> _Short task_
Rewrite every entry below, replacing "section" with "area" and keeping everything else unchanged. Leave the pictures out.

> _Information supplied_

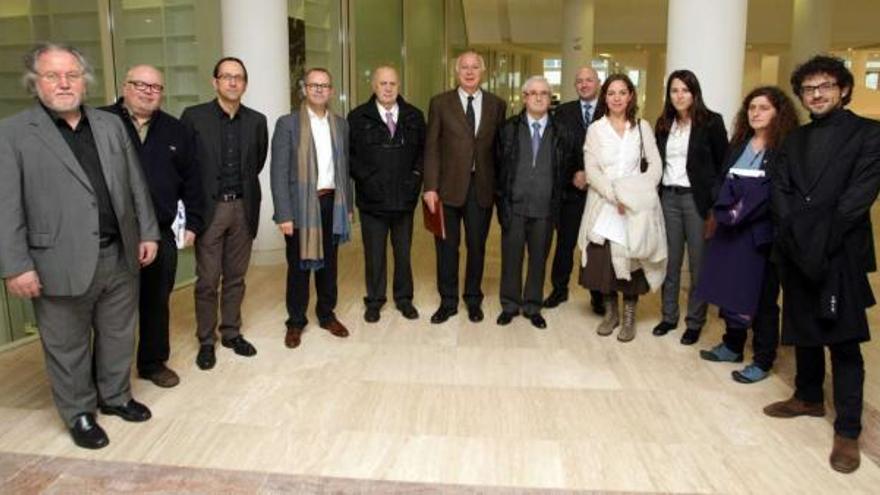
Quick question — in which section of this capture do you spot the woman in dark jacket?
[697,86,798,383]
[654,70,727,345]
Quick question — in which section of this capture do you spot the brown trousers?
[195,199,254,345]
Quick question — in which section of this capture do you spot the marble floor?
[0,214,880,494]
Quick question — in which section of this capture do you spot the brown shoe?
[764,397,825,418]
[321,318,348,338]
[284,325,304,349]
[141,365,180,388]
[828,434,860,473]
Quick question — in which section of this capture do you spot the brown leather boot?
[828,434,860,473]
[596,294,620,336]
[764,397,825,418]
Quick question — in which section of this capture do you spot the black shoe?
[495,311,516,327]
[544,289,568,308]
[681,328,700,345]
[651,321,678,337]
[528,313,547,330]
[196,344,217,370]
[364,308,380,323]
[397,304,419,320]
[220,335,257,357]
[468,304,483,323]
[431,306,458,324]
[70,413,110,449]
[98,399,153,423]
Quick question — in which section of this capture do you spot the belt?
[216,193,242,203]
[663,186,691,194]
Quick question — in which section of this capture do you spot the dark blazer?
[657,112,727,218]
[348,95,425,212]
[772,110,880,345]
[424,88,507,208]
[0,104,159,296]
[101,98,205,235]
[495,110,583,230]
[180,99,269,237]
[553,100,596,201]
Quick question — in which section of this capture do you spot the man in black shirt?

> _Reply_
Quick question — in which area of this capture do you spot the woman in dark jacket?
[697,86,798,383]
[654,70,727,345]
Quick question — in which area of this capture do you spot the brown trousers?
[195,199,254,345]
Quick question — in which area of this capture do you spot the marble floor?
[0,214,880,494]
Quick question — in which area of this capture do you spot the brown shoe?
[764,397,825,418]
[321,318,348,338]
[284,325,304,349]
[141,365,180,388]
[828,434,860,473]
Quick question — in which area of this capture do you spot the brown leather boot?
[828,434,860,473]
[596,294,620,336]
[764,397,825,418]
Quick question — in which area of this capture do you spot the black shoe?
[495,311,516,327]
[544,289,568,308]
[681,328,700,345]
[651,321,678,337]
[528,313,547,330]
[196,344,217,370]
[364,308,380,323]
[397,304,419,320]
[220,335,257,357]
[468,304,483,323]
[431,306,458,324]
[70,413,110,449]
[98,399,153,423]
Quick question — in which area of this capture do you spot the belt?
[216,193,242,203]
[663,186,691,194]
Quick question — in which area of this capture do you spot the dark blazer?
[657,112,727,218]
[348,95,425,212]
[772,110,880,345]
[424,88,507,208]
[0,104,159,296]
[101,98,205,235]
[495,110,583,230]
[180,99,269,237]
[553,100,596,201]
Quick question — in which area of this capture do you spot the man in black shirt?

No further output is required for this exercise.